◆ List of tasks
A - In the review excerpt, what words does Muir use to describe her mother's family?
B - Say whether each statement agrees with the review excerpt, answering yes or no and quoting the deciding words: (i) Muir gets the reader's attention through blame and judgement. (ii) The book shows that excessive drinking in Australia is often treated as a point of pride. (iii) Wasted is written only for people who drink to excess.
C - List every personal and social tragedy that the review excerpt links to the overconsumption of alcohol.

◆ Excerpted text

════════════════════

Equally, Muir’s depiction of the closeness and support of her mother’s large family (she is one of seven sisters) is a beating heart throughout her story. Muir describes them as “warm and funny and flawed and wonderful.” As readers we are grateful for them. They provide proof that people can endure grief.
Readers are saved us from some of the pain of Muir's grief though by positioning the context of it around the behaviour of all drinkers. In this, Wasted is a story for anyone who drinks, anyone who drinks to excess, anyone who looks on, mute, as friends or loved ones drink to excess. She demands our attention, but not through blame or judgement or proselytizing. She does it through scrupulous journalism and unflinching honesty about her own drinking.
Muir’s intelligent and insightful analysis of Australia’s drinking culture demonstrates how alcohol consumption is celebrated in this country and how excessive drinking is often worn like a badge of honour. But beneath the veneer of nonchalance, easy conversation, self-confidence and adventure it allows, she highlights a host of personal and social tragedies associated with its overconsumption – sexual assault, violence, fractured families.

════════════════════

◆ Supplied information

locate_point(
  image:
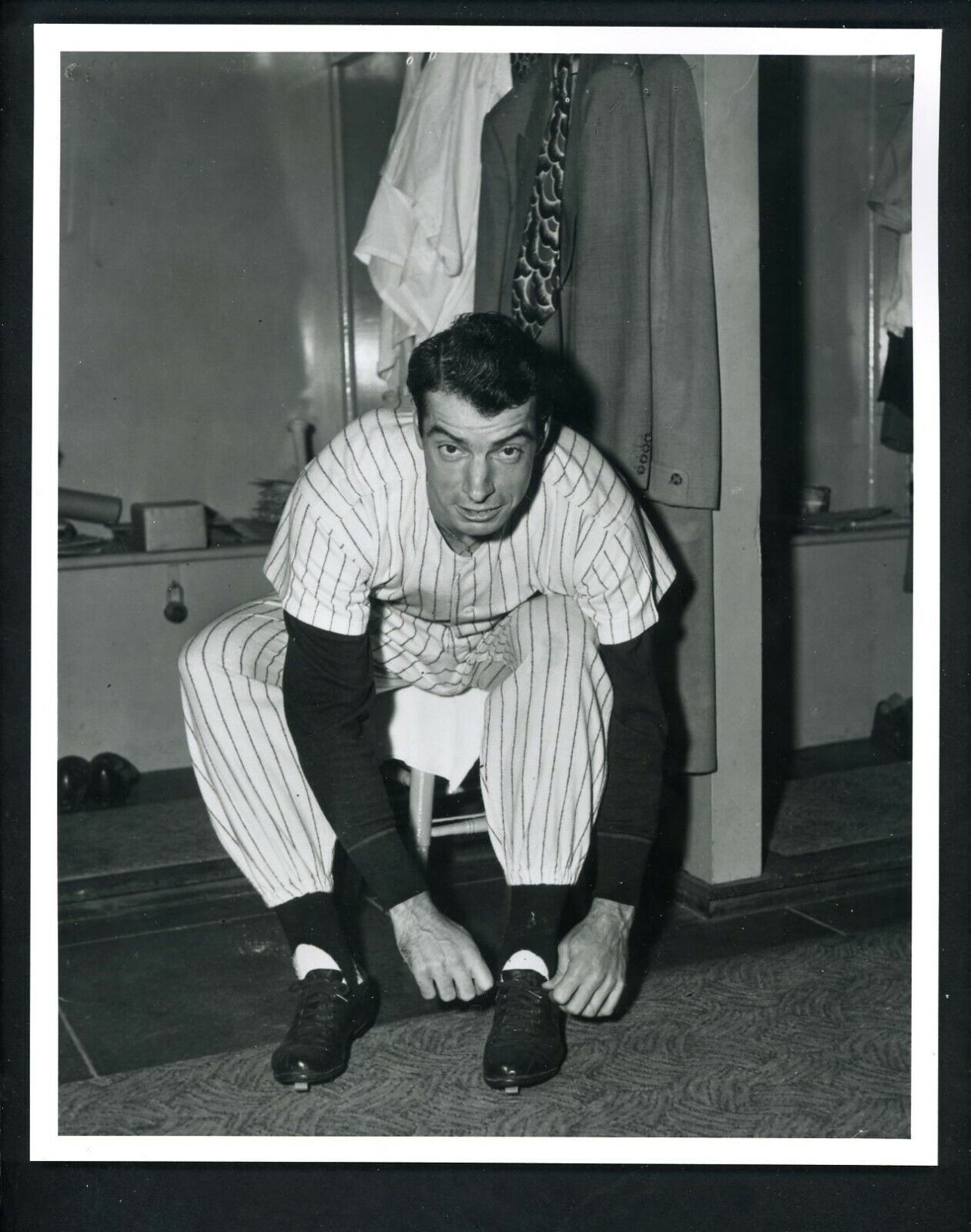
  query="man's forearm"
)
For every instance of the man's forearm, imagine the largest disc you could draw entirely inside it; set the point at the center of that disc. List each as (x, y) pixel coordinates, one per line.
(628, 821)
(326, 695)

════════════════════

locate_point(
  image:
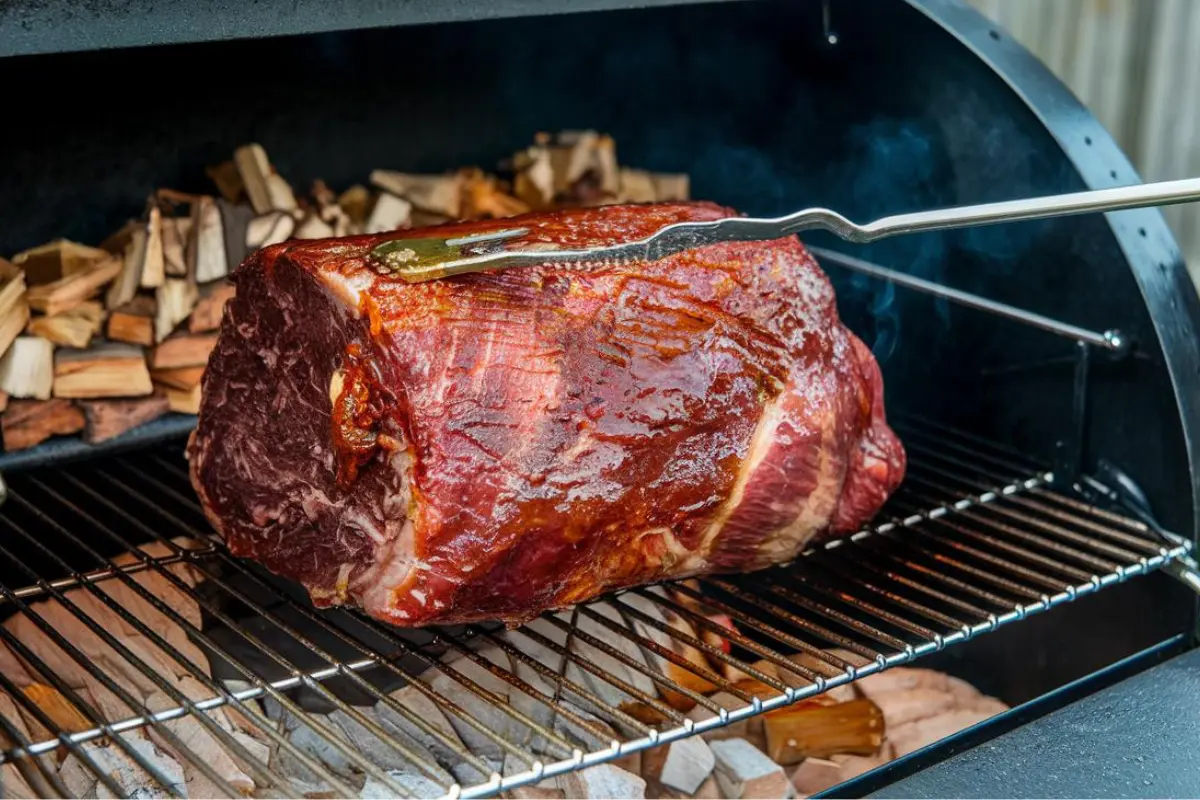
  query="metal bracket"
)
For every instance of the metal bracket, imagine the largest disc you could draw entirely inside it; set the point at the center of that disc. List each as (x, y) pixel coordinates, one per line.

════════════════════

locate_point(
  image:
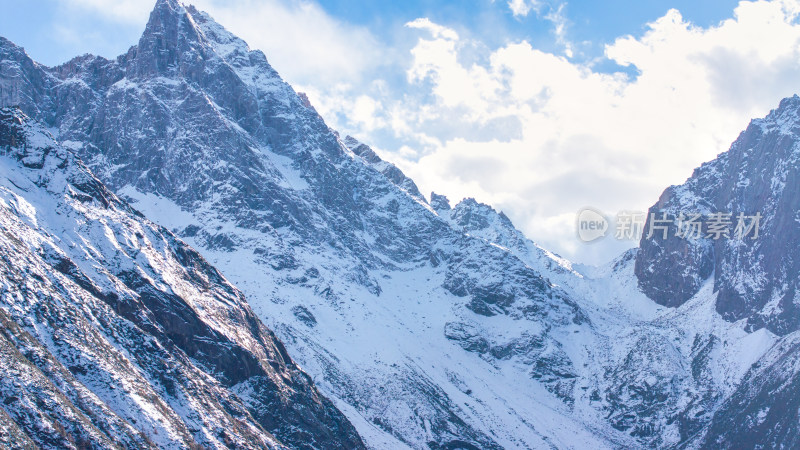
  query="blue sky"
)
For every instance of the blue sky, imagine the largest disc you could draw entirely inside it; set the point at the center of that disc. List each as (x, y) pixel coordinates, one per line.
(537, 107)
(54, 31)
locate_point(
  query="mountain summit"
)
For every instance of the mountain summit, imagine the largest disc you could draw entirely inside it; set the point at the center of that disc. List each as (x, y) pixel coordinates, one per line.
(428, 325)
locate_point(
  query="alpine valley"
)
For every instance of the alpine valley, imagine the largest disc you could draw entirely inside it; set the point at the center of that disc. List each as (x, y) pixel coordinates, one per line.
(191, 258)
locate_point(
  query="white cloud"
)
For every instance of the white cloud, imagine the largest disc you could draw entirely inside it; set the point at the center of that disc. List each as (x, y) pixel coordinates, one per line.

════════════════════

◆ Responses by task
A - "warm and funny and flawed and wonderful"

B -
(i) No: "but not through blame or judgement or proselytizing."
(ii) Yes: "excessive drinking is often worn like a badge of honour."
(iii) No: "Wasted is a story for anyone who drinks"

C - Sexual assault, violence, fractured families